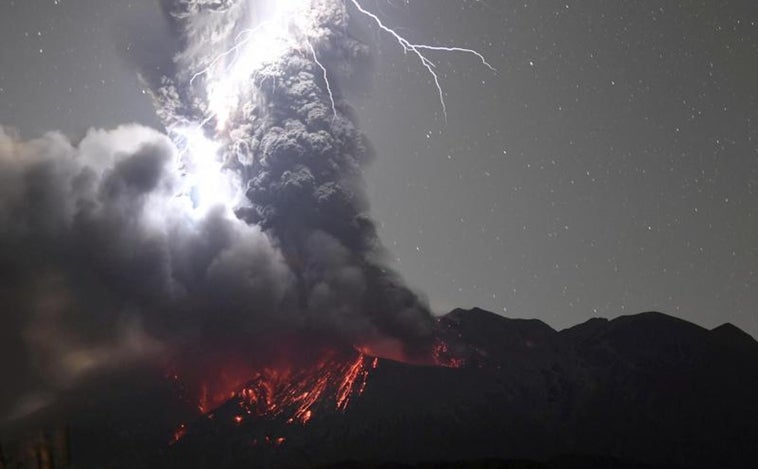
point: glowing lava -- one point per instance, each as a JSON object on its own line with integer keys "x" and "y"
{"x": 297, "y": 394}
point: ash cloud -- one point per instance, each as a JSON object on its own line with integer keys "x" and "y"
{"x": 103, "y": 266}
{"x": 302, "y": 163}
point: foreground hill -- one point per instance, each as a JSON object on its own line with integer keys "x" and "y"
{"x": 647, "y": 388}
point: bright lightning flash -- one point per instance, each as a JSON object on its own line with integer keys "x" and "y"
{"x": 285, "y": 28}
{"x": 416, "y": 50}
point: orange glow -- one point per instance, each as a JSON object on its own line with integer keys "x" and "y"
{"x": 444, "y": 357}
{"x": 179, "y": 433}
{"x": 275, "y": 392}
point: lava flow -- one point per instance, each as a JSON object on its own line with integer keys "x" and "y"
{"x": 298, "y": 394}
{"x": 292, "y": 390}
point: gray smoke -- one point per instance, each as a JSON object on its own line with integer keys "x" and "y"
{"x": 302, "y": 163}
{"x": 102, "y": 266}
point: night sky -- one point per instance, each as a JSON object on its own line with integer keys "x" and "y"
{"x": 609, "y": 167}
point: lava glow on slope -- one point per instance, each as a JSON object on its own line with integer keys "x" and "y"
{"x": 291, "y": 391}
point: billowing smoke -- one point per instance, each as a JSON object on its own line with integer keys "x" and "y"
{"x": 248, "y": 220}
{"x": 290, "y": 137}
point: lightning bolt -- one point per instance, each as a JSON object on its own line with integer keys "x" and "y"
{"x": 416, "y": 49}
{"x": 326, "y": 79}
{"x": 233, "y": 49}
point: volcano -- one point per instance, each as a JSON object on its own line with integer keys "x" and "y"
{"x": 642, "y": 391}
{"x": 647, "y": 390}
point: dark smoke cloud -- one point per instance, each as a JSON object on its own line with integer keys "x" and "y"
{"x": 303, "y": 163}
{"x": 102, "y": 264}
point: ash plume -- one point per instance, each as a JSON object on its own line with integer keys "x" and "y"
{"x": 300, "y": 156}
{"x": 246, "y": 220}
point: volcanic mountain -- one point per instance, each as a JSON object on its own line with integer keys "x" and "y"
{"x": 647, "y": 387}
{"x": 646, "y": 390}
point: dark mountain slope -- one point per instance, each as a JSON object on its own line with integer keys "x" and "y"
{"x": 647, "y": 387}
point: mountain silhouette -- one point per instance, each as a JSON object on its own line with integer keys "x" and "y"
{"x": 646, "y": 390}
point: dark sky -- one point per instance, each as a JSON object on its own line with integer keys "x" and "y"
{"x": 609, "y": 167}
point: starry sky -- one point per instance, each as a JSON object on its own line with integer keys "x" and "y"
{"x": 608, "y": 167}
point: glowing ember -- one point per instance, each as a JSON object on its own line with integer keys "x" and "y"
{"x": 296, "y": 394}
{"x": 443, "y": 356}
{"x": 179, "y": 433}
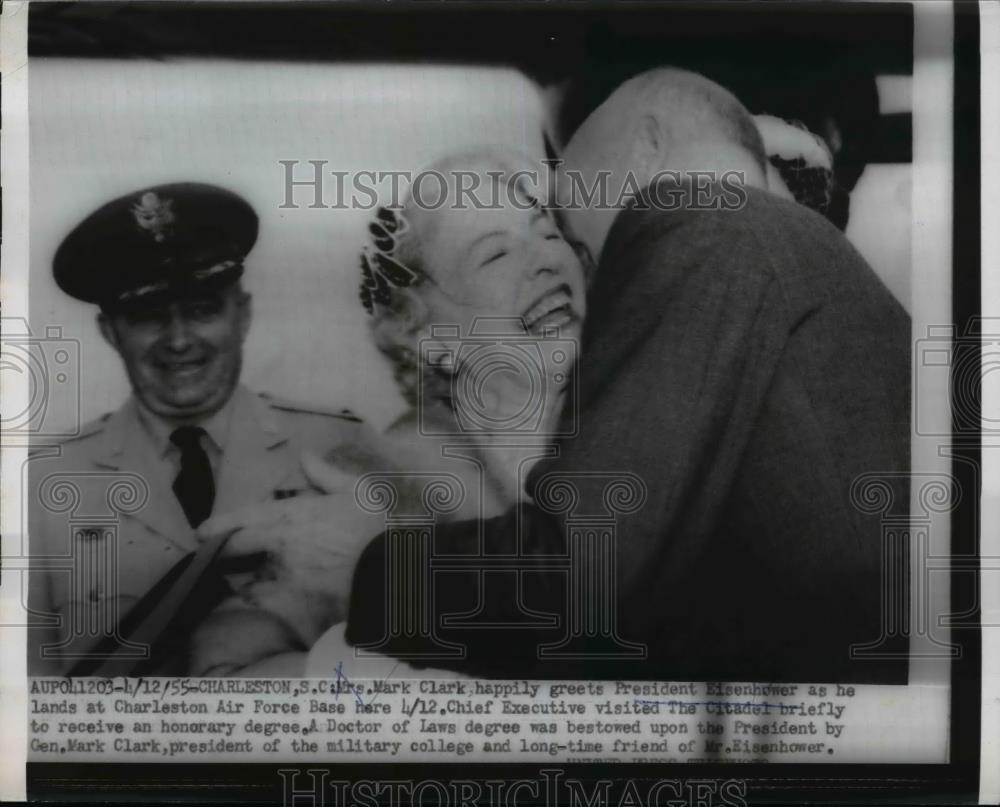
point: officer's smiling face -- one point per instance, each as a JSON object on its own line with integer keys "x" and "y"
{"x": 183, "y": 355}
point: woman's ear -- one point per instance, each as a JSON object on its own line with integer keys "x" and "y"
{"x": 398, "y": 324}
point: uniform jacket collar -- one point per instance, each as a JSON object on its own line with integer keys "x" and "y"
{"x": 256, "y": 460}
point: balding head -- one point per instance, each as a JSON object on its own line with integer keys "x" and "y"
{"x": 662, "y": 120}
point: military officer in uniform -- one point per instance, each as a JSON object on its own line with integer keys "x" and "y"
{"x": 164, "y": 264}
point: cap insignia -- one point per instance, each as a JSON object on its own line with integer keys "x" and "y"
{"x": 154, "y": 215}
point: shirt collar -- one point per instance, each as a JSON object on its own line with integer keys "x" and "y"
{"x": 216, "y": 427}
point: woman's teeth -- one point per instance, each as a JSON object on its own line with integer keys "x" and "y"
{"x": 554, "y": 309}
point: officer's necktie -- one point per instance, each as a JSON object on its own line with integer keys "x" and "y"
{"x": 194, "y": 485}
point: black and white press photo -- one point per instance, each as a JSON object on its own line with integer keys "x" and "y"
{"x": 539, "y": 384}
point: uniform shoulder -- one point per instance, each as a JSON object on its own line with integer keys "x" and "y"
{"x": 287, "y": 406}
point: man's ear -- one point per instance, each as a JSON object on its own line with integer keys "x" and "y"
{"x": 246, "y": 314}
{"x": 108, "y": 331}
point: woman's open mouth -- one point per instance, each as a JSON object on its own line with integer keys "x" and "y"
{"x": 554, "y": 310}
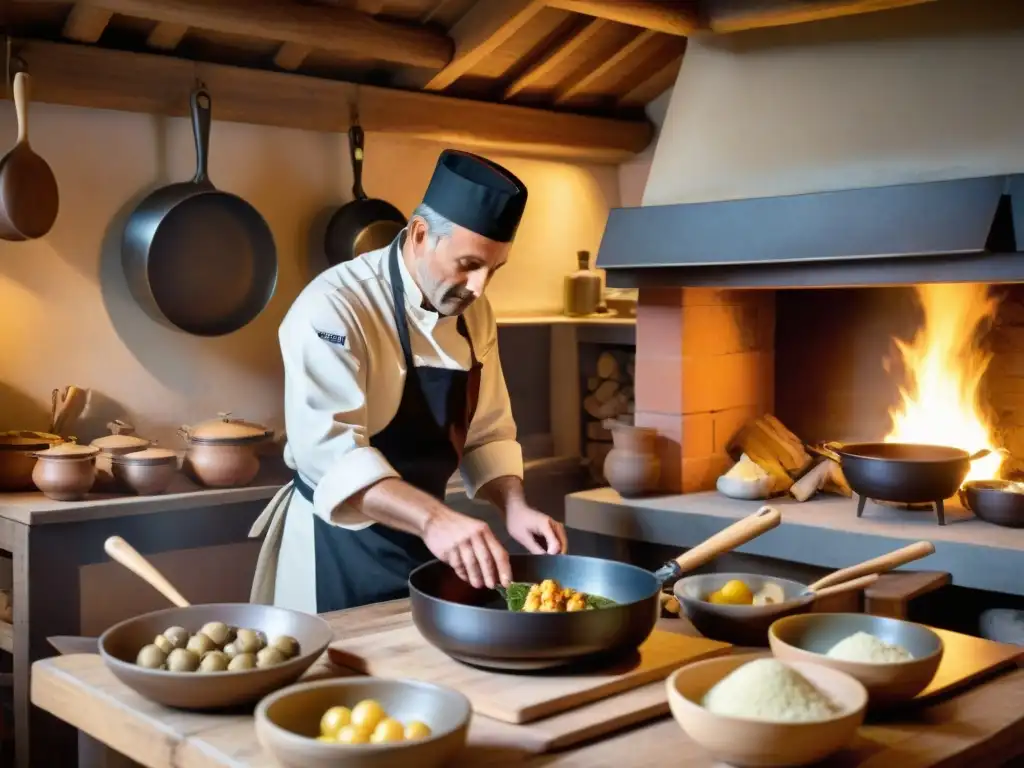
——————
_EXERCISE PROMPT_.
Output everything in the data from the line containing "point: woman's ear" down to the end of the data, both ends included, and repeat those lines exactly. Leave the pictures out of your answer.

_RESULT OF THE TASK_.
point: woman's ear -- one point per instance, each as a JSON object on its own line with integer keys "x" and "y"
{"x": 398, "y": 324}
point: uniform jacket collar -- one point per instance, each as a JSON object on its own line with integer keys "x" and "y"
{"x": 256, "y": 460}
point: balding head -- one point per instance, each as a JSON object on its own line with integer keys "x" and "y"
{"x": 662, "y": 120}
point: military officer in uniform -- one point per instance, each as a JSON object on its own line with integer keys "x" and "y"
{"x": 164, "y": 264}
point: cap insignia -- one point per instance, each as a JSON object on its own line with integer keys "x" and "y"
{"x": 154, "y": 215}
point: shirt collar -- one point per instance, each as a JSON object on its own line with integer keys "x" and "y"
{"x": 216, "y": 427}
point: woman's teeth -- one point per instance, each as a JSON object on its own line with integer keys "x" and "y"
{"x": 554, "y": 309}
point: officer's necktie -- one point per instance, each as a JSON object on its own line with integer keys "x" and "y"
{"x": 194, "y": 485}
point: black and white press photo -- one point per instance, each as a JSON object on its own line with integer keys "x" and "y"
{"x": 539, "y": 384}
point: uniform shoulder -- one point per instance, each as a JSON object on its own line with integer keys "x" and "y"
{"x": 287, "y": 406}
point: man's ear -- one point per instance, each as a JSON object on its own line with integer keys "x" and "y"
{"x": 246, "y": 314}
{"x": 108, "y": 331}
point: woman's open mouth -- one point per instance, each as a JSON object on its own line with integer keys "x" and "y"
{"x": 554, "y": 310}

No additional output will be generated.